■ Task objective
Locate, in the data below, the line that contains "Target: black halter dress" and the line that contains "Target: piano microphone"; reproduce exactly those two lines and every line between them, nothing more.

[Point-per-instance localization data]
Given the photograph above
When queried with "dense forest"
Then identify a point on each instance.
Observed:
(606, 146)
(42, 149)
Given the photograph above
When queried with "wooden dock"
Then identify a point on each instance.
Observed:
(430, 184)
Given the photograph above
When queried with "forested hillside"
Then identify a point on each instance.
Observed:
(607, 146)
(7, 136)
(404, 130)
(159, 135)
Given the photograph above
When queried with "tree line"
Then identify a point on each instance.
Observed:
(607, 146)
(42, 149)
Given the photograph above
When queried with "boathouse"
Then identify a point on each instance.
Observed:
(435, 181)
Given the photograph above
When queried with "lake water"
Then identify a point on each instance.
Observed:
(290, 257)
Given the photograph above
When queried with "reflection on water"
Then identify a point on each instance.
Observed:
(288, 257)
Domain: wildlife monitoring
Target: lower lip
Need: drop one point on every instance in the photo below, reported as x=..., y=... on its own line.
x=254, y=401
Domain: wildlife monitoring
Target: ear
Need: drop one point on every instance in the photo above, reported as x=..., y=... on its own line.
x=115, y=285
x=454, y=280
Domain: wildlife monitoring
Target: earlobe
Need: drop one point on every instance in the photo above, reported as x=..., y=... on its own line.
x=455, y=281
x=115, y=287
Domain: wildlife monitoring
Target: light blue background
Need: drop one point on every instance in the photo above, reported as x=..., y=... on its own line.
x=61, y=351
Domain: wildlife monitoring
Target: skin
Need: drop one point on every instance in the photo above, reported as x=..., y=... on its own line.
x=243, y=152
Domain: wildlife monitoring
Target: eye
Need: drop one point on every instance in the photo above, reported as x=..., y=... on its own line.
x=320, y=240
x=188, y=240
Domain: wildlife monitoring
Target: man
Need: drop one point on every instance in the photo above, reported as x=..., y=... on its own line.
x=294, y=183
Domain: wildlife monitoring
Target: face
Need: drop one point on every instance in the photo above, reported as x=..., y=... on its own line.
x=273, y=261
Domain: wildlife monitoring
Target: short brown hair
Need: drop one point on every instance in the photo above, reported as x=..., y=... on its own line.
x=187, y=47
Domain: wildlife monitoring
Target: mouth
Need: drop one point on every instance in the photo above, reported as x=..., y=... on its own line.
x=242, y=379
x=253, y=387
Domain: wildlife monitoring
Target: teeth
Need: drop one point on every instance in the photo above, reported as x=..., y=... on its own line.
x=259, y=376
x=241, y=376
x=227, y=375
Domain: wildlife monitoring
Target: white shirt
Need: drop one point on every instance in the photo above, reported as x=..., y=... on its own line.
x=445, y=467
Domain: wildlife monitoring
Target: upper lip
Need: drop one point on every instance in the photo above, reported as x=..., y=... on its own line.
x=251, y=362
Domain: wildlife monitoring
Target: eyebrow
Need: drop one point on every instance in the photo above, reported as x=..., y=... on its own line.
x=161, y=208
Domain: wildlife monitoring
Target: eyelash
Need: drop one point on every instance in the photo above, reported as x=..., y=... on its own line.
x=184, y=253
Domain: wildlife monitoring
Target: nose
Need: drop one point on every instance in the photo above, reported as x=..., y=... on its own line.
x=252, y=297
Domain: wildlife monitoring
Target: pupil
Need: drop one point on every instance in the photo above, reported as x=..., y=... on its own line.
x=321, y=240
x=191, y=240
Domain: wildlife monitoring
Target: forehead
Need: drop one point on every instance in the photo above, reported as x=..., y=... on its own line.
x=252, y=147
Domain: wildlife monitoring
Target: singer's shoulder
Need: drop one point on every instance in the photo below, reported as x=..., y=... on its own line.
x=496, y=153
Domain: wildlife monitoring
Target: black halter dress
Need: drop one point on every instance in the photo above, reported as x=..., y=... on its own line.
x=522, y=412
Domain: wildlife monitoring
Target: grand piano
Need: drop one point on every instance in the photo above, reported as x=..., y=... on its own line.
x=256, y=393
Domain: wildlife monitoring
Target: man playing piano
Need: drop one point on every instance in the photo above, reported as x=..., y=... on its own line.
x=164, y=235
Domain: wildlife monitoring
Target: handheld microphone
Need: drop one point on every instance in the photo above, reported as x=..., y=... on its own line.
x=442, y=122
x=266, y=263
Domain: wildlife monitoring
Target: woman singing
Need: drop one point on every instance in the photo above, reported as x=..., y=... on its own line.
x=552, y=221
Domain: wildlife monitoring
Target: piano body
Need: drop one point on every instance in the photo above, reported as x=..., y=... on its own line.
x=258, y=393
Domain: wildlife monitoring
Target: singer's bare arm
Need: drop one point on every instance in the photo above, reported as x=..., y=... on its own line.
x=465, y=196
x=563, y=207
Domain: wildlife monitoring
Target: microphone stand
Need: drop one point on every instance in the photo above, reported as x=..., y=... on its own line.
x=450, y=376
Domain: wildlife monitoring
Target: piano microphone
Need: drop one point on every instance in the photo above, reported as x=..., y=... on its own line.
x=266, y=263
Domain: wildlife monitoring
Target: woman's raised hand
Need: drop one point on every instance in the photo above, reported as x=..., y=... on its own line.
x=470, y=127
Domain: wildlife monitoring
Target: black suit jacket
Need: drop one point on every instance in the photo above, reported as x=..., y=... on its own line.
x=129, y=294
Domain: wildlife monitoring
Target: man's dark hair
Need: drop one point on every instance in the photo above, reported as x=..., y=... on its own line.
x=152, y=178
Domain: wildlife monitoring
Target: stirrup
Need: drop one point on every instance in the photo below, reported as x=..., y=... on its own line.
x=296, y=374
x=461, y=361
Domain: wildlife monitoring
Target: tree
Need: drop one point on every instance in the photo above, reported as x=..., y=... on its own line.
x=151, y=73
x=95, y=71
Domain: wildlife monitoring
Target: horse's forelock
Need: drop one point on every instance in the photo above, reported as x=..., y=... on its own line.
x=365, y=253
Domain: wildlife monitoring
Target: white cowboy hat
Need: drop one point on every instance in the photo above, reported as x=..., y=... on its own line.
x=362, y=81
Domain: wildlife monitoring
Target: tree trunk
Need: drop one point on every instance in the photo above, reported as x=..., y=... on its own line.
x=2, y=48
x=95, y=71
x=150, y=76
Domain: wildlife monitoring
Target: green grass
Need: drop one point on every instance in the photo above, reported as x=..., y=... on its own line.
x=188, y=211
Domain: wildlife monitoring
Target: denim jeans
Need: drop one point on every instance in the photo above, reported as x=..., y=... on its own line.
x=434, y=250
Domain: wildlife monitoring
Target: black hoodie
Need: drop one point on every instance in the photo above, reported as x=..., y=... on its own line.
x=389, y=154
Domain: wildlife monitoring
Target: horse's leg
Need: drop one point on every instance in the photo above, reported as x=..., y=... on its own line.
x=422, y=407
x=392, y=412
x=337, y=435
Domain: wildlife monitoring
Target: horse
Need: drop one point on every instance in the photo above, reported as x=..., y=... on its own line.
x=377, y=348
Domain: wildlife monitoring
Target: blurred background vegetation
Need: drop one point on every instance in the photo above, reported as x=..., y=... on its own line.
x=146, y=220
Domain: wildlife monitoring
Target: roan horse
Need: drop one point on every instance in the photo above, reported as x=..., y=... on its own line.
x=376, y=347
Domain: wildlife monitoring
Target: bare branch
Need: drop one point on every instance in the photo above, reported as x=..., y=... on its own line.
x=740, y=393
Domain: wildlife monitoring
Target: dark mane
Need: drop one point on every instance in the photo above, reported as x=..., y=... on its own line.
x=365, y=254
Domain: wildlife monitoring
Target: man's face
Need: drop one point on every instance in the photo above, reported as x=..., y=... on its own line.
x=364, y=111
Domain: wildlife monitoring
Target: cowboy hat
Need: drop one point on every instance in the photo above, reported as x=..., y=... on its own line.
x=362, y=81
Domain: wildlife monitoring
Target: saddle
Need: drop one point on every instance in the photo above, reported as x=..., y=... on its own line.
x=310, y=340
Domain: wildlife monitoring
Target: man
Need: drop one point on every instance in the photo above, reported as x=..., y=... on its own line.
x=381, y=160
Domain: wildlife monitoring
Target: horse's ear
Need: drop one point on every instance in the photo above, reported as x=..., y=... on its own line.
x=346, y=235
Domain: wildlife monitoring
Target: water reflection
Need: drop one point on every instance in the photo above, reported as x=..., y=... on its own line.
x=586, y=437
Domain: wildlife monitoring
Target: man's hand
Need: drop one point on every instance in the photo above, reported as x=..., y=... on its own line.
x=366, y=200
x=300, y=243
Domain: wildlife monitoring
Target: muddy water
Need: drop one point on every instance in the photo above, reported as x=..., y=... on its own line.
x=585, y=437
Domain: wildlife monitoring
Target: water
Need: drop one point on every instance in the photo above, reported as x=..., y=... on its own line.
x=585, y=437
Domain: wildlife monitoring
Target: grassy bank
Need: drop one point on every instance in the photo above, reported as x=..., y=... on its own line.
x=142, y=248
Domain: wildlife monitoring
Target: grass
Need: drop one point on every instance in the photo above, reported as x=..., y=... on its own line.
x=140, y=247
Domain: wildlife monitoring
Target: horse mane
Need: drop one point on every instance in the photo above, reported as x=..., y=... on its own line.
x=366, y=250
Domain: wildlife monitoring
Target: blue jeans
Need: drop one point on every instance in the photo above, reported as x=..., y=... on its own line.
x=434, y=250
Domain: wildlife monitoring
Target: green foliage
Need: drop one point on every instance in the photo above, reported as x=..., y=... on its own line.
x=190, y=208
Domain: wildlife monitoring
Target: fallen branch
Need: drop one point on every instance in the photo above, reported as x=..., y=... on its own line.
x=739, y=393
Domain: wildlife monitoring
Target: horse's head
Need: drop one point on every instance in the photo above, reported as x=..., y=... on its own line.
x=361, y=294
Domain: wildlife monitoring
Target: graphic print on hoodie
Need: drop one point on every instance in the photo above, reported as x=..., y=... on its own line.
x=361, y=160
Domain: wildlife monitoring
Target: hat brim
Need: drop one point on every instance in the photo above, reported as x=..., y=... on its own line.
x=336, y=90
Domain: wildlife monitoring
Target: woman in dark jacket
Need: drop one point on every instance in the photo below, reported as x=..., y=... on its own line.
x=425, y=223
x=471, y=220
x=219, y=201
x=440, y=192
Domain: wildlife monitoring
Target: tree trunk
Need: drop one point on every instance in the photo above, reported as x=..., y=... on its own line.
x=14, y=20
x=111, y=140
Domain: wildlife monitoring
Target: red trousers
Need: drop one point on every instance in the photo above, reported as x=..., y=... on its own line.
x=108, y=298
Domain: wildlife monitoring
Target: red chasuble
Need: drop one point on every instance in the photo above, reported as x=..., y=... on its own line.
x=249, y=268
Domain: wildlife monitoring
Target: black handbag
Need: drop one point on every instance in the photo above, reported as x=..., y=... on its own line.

■ Response to the task
Target: black halter dress
Need: drop one point on every instance in the photo above, reported as x=..., y=... on its own line.
x=522, y=412
Domain: wildlife monitoring
Target: grand piano
Need: drop one point on every instance in the photo above, reported as x=..., y=... on its own line.
x=256, y=393
Domain: wildlife monitoring
Target: man playing piano
Need: drop one point on every instance in the photo above, reported as x=..., y=... on its own line.
x=164, y=235
Domain: wildlife monitoring
Target: handheld microphone
Need: drop one point on every instance in the photo above, reported as x=..., y=... on its own line.
x=442, y=122
x=266, y=263
Domain: wildlife monitoring
Target: woman singing
Need: drop one point on every instance in the photo above, reported as x=..., y=... on its own line.
x=552, y=221
Domain: wildlife monitoring
Target: piano body
Need: drop one point on every instance in the photo above, reported as x=..., y=... on its own line.
x=258, y=393
Domain: wildlife monitoring
Target: singer's bare arm
Need: drop one point on every instance in the photo above, reported as x=..., y=... on its own line.
x=465, y=196
x=563, y=207
Domain: wildlife monitoring
Target: microphone stand
Need: drop one point on every instance in the photo above, reported as x=..., y=... on its own line.
x=450, y=376
Domain: wildlife monitoring
Target: piano microphone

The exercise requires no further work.